Work item: Among the entries that follow, some lines contain the word "below". Show all of them.
-- Opening Marker --
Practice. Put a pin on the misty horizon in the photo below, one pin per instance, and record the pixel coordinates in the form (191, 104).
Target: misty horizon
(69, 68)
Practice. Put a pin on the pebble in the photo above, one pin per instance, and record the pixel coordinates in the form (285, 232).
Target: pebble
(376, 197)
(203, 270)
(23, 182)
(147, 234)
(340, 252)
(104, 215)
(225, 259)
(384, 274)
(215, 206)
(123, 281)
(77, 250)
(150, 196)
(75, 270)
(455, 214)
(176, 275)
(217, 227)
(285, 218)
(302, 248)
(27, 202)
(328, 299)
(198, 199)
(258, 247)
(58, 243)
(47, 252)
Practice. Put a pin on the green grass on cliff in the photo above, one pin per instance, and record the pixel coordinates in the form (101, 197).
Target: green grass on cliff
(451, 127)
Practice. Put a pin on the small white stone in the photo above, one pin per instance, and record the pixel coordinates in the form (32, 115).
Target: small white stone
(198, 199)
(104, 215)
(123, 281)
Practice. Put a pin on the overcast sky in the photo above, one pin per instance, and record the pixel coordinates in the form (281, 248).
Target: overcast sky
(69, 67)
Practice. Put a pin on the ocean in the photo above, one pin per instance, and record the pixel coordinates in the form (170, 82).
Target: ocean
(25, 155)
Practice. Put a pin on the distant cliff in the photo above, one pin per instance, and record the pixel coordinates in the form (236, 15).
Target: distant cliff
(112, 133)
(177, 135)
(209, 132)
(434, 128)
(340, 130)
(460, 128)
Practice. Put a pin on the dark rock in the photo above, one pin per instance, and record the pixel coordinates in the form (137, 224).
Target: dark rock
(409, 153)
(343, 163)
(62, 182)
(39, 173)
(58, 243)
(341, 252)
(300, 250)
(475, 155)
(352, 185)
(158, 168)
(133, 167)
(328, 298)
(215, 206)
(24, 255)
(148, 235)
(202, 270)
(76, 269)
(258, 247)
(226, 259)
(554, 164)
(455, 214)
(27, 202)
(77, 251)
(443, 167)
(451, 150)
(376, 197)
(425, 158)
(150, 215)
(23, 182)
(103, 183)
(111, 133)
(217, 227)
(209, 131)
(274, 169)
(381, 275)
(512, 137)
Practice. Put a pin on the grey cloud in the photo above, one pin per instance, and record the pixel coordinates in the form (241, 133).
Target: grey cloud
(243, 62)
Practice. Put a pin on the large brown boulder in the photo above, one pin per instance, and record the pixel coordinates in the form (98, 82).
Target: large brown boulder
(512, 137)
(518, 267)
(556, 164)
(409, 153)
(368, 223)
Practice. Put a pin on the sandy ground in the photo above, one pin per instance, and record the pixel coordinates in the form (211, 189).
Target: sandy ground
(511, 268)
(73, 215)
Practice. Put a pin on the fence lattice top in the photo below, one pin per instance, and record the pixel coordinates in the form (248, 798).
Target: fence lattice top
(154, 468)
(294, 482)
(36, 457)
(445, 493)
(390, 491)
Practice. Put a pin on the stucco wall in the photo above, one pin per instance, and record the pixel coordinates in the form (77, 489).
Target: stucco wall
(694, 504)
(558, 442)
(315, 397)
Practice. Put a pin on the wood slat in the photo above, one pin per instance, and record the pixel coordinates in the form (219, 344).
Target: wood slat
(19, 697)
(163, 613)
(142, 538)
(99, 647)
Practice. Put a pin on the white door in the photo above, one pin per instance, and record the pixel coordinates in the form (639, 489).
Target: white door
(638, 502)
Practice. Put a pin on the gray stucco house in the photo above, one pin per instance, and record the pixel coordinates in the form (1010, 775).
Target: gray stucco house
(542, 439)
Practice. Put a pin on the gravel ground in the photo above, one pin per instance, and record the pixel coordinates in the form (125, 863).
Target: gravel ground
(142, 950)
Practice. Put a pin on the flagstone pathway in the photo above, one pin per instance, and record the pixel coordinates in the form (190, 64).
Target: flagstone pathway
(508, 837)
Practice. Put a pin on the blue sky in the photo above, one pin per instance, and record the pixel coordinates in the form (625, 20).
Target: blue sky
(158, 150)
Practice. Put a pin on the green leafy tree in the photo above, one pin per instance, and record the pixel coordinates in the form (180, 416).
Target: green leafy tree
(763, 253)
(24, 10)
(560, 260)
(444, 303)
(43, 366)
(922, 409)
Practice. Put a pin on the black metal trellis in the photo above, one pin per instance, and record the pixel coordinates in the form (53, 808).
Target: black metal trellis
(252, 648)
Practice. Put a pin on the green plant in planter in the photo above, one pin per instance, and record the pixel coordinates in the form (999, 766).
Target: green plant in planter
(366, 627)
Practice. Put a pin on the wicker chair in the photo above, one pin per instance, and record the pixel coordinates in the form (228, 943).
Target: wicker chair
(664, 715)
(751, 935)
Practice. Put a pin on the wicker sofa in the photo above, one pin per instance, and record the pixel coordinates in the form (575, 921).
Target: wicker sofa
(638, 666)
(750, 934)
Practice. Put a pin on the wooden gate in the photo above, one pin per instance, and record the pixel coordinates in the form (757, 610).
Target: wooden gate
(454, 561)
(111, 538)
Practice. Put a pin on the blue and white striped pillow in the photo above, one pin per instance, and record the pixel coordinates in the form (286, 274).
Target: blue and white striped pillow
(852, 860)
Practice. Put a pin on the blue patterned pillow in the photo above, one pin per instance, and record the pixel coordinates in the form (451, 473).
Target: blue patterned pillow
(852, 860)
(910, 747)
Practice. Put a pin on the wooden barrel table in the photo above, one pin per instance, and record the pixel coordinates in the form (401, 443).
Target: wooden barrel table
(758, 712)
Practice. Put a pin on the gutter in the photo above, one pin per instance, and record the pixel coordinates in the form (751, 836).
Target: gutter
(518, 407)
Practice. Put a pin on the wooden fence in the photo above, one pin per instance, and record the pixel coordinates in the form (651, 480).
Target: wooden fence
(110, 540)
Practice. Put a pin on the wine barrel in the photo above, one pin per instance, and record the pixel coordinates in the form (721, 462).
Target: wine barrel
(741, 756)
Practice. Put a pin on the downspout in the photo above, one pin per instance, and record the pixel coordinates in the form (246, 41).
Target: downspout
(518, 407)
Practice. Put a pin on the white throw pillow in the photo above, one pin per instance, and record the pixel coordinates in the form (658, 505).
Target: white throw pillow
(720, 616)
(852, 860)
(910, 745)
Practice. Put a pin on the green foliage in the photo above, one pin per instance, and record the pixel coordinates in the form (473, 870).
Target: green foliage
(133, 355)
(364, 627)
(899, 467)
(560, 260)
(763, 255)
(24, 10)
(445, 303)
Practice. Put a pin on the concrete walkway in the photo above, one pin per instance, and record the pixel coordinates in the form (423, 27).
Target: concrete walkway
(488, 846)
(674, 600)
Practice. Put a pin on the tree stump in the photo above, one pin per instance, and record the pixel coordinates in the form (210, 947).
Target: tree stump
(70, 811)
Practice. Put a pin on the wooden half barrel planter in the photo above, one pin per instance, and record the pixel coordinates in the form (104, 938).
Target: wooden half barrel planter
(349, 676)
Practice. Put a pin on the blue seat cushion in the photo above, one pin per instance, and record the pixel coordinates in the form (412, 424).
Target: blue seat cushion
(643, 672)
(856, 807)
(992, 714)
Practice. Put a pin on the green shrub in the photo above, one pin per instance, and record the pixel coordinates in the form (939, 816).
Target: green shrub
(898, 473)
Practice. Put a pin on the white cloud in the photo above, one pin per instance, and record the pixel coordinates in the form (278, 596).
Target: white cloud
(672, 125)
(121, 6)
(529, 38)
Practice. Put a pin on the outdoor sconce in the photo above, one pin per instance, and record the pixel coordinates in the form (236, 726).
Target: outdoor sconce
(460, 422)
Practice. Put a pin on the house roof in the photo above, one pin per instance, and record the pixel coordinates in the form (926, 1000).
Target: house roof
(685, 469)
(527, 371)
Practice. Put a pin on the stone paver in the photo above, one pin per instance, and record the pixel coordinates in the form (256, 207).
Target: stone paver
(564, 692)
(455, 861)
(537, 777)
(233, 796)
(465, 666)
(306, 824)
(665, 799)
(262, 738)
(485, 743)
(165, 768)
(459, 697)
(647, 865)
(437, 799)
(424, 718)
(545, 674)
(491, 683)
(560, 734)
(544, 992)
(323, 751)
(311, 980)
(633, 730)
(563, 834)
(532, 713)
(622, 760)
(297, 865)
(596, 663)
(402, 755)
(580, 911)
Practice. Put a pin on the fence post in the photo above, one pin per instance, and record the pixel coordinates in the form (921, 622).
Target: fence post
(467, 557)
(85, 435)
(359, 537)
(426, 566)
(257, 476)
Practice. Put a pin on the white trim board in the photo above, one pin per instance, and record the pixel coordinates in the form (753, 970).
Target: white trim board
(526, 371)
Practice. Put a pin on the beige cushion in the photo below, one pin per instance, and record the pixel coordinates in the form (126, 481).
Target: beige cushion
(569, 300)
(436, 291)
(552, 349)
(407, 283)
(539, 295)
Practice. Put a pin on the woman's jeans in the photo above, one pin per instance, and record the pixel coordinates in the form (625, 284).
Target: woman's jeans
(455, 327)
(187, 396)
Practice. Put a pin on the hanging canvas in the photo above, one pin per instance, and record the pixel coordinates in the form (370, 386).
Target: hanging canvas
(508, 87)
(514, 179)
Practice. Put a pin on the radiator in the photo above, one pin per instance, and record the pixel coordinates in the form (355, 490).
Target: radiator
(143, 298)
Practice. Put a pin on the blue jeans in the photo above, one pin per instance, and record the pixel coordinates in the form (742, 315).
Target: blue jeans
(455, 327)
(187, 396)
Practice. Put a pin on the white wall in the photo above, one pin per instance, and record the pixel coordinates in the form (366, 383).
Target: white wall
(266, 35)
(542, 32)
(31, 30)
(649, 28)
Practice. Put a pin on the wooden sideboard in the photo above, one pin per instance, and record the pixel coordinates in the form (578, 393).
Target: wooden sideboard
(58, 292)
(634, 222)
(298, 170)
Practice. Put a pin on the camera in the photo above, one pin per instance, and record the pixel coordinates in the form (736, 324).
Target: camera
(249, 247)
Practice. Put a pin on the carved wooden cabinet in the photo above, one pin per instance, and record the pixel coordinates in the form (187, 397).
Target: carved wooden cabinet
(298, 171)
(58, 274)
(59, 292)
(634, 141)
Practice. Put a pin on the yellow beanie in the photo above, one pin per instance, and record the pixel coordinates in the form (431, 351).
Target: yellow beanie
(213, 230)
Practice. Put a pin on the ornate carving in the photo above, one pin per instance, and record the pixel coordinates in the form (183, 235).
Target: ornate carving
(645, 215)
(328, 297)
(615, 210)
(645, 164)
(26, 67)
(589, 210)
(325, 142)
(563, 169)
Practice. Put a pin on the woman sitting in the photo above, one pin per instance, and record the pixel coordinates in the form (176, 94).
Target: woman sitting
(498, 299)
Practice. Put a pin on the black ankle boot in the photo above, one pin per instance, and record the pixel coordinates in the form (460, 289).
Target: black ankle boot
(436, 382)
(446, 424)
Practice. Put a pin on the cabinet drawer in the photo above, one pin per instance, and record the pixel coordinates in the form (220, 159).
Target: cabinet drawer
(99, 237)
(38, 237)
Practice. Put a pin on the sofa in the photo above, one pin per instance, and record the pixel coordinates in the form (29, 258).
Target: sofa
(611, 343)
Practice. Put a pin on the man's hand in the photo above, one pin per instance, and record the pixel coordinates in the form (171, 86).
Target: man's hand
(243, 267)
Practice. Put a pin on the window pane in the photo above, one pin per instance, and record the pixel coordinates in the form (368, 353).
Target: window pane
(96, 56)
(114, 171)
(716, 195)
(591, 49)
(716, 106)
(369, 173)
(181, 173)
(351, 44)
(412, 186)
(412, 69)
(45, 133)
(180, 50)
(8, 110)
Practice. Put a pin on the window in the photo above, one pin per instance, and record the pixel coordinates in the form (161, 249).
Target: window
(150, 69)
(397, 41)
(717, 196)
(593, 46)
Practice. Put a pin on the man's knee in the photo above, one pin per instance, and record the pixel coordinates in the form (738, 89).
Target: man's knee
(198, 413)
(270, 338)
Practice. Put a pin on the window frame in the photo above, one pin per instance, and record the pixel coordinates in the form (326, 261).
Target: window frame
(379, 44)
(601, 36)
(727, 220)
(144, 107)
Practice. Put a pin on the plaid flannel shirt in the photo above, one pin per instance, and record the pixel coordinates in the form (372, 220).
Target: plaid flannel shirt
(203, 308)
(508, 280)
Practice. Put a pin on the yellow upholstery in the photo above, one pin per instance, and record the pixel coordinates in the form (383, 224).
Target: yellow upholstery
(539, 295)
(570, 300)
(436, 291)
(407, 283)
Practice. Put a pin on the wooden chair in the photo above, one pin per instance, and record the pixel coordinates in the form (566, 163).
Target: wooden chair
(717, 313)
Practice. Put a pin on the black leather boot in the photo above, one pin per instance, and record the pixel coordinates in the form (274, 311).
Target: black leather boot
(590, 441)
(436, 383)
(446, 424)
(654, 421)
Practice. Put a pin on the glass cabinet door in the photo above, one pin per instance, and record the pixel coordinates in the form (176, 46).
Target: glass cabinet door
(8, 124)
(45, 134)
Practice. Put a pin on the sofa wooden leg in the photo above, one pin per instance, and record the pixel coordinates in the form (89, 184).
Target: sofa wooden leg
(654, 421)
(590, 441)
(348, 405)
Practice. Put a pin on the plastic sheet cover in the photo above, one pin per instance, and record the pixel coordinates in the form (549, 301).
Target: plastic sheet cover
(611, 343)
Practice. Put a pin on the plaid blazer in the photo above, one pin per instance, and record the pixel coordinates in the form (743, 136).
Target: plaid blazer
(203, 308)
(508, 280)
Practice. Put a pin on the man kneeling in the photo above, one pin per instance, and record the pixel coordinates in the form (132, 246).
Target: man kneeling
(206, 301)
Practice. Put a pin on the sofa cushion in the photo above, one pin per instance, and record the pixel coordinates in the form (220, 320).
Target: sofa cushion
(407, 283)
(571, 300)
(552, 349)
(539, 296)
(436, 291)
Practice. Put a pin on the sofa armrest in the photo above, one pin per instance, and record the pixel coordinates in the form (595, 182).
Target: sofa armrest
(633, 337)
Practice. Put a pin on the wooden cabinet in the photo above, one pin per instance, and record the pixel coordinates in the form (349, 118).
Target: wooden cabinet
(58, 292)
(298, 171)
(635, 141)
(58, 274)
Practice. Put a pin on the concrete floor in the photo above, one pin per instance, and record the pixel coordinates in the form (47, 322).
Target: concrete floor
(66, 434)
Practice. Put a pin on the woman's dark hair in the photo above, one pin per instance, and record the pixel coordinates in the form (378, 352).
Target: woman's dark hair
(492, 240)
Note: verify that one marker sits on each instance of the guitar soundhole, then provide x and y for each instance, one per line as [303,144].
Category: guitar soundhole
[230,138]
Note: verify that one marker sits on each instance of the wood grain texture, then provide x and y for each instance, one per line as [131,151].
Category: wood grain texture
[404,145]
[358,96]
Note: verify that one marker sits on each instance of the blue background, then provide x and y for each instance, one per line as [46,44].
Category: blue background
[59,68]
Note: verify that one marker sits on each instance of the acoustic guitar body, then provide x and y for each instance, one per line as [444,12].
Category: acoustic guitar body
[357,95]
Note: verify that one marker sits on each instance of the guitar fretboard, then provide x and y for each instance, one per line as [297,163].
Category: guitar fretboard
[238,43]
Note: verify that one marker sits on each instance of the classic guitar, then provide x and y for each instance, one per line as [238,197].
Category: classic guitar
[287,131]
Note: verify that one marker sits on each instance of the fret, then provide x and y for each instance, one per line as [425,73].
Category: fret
-- Closing Marker --
Exercise output:
Practice. Put a pin on the misty horizon in the photo below, one pin per instance, and record the pixel coordinates in the form (191, 104).
Practice. Put a pin on the fence lattice top in the photo below, one pin per instance, and record the pixel coordinates in the form (248, 798).
Practice. Put a pin on the beige cushion in the photo below, one pin per instance, and record the pixel coordinates in the form (126, 481).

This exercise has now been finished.